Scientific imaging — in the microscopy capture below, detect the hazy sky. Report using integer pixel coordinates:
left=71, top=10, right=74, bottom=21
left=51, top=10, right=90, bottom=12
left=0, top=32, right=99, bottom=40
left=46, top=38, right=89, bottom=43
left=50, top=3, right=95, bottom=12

____

● Exercise requirements
Every line of the listing is to be returned exactly as given.

● Response area
Scientific imaging — in the microscopy capture below, detect the hazy sky. Report using integer pixel coordinates:
left=71, top=10, right=74, bottom=21
left=51, top=10, right=90, bottom=12
left=0, top=32, right=99, bottom=40
left=46, top=38, right=89, bottom=43
left=50, top=3, right=95, bottom=12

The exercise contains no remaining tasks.